- **Activity**
Lines from the one containing "the black sneaker" through the end of the material below should be given again exactly, with no others.

== Segment start ==

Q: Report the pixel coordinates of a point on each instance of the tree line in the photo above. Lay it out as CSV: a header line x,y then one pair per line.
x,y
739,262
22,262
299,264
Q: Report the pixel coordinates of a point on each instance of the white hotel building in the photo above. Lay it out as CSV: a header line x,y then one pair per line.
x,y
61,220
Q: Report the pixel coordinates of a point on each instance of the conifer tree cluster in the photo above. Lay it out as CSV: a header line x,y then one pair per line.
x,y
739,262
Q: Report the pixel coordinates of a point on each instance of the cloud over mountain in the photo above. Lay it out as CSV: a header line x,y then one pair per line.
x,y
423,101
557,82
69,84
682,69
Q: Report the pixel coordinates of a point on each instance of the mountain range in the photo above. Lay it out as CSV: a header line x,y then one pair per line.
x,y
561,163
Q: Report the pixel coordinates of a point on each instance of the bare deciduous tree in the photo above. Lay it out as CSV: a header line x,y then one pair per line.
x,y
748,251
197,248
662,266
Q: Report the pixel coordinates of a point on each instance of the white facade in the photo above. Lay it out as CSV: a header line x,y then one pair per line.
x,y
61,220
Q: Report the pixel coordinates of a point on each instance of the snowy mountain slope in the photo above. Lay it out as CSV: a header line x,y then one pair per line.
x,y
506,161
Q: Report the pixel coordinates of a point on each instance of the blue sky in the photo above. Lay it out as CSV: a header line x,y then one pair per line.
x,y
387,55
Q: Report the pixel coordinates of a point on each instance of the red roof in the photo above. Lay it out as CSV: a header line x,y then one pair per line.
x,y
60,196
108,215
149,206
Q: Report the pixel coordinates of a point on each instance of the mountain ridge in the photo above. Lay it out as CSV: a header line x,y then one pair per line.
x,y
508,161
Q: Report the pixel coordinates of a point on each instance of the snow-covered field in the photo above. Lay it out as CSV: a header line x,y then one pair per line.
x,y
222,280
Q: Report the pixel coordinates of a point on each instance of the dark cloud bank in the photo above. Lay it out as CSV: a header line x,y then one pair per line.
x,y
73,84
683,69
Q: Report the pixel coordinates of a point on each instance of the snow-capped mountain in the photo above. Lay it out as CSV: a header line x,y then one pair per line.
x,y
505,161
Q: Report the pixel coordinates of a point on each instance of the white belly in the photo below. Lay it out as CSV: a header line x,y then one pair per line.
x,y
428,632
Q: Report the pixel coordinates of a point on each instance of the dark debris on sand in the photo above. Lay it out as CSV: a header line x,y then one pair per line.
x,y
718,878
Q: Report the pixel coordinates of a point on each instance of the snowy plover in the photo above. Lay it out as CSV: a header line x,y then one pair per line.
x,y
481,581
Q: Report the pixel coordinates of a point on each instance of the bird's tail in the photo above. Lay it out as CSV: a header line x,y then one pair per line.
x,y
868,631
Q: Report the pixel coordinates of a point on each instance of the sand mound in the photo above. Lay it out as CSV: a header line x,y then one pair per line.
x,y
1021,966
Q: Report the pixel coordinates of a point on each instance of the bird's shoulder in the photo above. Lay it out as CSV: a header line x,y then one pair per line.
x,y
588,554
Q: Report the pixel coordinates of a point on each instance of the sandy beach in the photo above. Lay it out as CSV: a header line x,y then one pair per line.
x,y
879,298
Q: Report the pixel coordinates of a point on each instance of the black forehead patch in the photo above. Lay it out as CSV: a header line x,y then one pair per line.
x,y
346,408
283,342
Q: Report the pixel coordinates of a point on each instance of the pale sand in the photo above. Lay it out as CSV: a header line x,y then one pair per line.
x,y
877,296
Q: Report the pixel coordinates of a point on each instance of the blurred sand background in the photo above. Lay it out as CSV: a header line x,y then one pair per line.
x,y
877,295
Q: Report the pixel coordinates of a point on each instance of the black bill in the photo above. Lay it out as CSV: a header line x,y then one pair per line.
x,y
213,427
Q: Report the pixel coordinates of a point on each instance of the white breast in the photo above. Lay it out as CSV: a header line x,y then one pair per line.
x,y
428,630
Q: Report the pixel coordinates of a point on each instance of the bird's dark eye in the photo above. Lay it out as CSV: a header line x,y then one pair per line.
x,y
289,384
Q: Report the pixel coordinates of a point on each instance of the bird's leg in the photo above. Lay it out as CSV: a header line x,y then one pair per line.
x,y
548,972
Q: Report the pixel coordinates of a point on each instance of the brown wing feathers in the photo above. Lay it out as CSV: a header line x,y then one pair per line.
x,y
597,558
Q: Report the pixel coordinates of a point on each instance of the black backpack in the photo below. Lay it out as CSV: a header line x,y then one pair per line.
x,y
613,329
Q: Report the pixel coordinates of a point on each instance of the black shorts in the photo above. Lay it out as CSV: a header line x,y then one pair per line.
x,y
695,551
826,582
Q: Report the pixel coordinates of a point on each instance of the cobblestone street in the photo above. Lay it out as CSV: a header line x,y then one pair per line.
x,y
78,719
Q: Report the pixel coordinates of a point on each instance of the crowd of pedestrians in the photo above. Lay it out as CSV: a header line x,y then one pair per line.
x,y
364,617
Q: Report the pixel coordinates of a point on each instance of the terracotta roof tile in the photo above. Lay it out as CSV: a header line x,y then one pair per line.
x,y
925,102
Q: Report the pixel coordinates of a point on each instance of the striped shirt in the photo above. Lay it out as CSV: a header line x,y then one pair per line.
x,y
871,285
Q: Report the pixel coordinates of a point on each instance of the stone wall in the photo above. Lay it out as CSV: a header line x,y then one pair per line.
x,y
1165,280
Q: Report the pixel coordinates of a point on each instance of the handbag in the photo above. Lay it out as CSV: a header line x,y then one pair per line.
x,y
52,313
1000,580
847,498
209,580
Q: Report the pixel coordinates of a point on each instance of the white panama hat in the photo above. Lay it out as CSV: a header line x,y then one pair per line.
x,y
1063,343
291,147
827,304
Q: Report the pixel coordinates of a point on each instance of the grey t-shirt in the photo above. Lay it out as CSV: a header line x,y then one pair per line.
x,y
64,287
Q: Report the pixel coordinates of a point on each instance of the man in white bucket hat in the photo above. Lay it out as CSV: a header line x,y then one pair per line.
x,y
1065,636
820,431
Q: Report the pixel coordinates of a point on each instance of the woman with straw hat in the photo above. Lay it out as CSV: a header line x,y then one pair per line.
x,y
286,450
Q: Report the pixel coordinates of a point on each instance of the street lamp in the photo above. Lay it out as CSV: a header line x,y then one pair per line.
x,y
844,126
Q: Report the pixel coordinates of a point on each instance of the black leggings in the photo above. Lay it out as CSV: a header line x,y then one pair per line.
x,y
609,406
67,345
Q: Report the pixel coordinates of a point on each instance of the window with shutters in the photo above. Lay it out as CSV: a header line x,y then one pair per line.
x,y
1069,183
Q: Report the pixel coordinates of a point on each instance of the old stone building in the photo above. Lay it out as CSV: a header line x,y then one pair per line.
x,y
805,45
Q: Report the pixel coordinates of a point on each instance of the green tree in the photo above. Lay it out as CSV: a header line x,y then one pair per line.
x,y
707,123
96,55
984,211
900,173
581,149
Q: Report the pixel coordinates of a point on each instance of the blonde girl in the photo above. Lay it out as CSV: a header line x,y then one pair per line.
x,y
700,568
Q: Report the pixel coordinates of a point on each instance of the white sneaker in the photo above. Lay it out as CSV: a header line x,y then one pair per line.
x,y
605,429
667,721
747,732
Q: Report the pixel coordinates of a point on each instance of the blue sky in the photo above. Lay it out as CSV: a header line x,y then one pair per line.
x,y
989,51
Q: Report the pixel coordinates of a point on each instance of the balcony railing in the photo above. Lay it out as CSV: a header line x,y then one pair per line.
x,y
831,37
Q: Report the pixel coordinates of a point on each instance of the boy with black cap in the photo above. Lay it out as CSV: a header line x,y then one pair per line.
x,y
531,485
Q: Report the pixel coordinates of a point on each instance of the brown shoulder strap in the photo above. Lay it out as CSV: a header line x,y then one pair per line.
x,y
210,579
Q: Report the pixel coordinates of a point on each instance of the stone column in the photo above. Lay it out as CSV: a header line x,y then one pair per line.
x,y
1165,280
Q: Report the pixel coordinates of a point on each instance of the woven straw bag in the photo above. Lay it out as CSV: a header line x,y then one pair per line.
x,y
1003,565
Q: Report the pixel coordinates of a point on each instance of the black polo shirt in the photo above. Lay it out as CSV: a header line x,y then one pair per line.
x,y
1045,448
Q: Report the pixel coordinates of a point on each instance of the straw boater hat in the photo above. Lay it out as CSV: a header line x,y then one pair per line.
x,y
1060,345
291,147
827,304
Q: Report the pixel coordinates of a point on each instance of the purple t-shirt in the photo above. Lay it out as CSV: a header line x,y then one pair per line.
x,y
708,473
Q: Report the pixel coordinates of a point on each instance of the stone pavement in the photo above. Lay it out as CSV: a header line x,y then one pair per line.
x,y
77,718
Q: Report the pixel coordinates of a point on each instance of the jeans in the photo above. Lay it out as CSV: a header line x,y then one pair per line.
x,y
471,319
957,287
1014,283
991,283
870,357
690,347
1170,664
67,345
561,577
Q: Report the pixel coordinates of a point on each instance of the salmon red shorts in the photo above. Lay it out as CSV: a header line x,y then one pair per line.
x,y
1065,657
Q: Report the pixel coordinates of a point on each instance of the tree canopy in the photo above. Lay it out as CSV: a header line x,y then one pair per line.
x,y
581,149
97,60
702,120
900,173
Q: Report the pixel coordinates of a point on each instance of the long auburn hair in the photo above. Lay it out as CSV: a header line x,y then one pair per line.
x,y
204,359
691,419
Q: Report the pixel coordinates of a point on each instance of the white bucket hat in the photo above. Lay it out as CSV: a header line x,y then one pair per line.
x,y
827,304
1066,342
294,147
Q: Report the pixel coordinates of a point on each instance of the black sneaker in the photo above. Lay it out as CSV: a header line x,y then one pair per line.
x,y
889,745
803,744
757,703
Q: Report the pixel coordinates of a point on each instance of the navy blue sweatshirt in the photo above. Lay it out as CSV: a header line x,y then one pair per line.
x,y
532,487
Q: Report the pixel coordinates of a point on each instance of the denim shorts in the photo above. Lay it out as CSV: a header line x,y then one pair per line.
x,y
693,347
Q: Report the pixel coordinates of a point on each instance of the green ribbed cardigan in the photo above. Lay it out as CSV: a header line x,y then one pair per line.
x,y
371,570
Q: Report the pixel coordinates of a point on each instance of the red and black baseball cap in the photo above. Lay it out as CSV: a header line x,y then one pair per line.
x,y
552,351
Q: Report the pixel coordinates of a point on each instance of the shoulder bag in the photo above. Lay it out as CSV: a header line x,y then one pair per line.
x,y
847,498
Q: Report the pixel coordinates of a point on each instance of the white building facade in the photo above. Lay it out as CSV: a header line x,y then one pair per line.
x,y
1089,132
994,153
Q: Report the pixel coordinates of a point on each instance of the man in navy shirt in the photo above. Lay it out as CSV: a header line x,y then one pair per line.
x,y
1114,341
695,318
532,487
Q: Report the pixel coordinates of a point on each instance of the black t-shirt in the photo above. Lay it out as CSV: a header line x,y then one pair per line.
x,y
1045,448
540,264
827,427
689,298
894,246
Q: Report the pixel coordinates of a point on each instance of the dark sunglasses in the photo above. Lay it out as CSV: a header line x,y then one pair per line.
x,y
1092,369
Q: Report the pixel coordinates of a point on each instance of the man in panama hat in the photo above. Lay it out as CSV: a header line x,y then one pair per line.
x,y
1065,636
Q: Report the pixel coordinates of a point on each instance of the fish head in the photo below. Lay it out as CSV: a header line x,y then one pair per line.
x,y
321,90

== Segment end ==

- **Output below**
Q: Report the pixel coordinates of a point on each instance of the black sneaker in the photo above. Lay it out as CSV: a header line x,y then one pair per line.
x,y
889,745
803,744
757,703
Q: Report the pixel coordinates of a point on each instance of the navy blue sweatshirt in the photo above. Lay it out as CSV: a header line x,y then one pair per line.
x,y
532,487
Q: Report the pixel coordinates of a point on each instance of the denim shorts in the photo above. Lay it out as CSV: a header line x,y then one pair per line.
x,y
693,347
Q: Report the pixel coordinates of a point on each instance of the green ribbed cardigan in the photo above. Lay it out as CSV: a header line x,y then one pair per line.
x,y
371,570
Q: Report the pixel coordinates of a point on each instance of the red and black baseball cap in the photo above. Lay it out as CSV: a header line x,y then one pair per line.
x,y
552,351
Q: Report the pixel coordinates of a point on each instance of the shoulder bag in the photo above. Lay it out as CSV: a header line x,y then one pair per line.
x,y
847,498
Q: Report the pixel coordinates of a point on each instance of the white building facade in the photo above. Lay it out as CSV: a header line x,y then one pair per line.
x,y
1089,132
994,153
Q: Report the pixel coordinates of a point on each instance of the man in navy shirt in the photo above. Lay it out as CSV: a header line x,y then one pair per line.
x,y
1114,341
695,318
532,487
Q: Report the pixel coordinates of a point on each instance of the black t-shirt in the photo above. Lay it out as CSV: a header line x,y then one pair per line.
x,y
1045,448
540,264
827,427
689,298
894,246
Q: Report the pixel coordinates of a point on each instance of the dark sunglasses in the photo above. Lay it out as CSV: a header line x,y then one pair per line.
x,y
1092,369
Q: Report the pixel coordinates of a point on each instance of the man in panama hat in the photo above. Lay it out as CSV: a header line x,y then one pair per line.
x,y
1065,636
Q: Report the pixel coordinates of a point on each instance of the fish head in the photo below. Lay it out as CSV: a header line x,y then one pair per line.
x,y
321,90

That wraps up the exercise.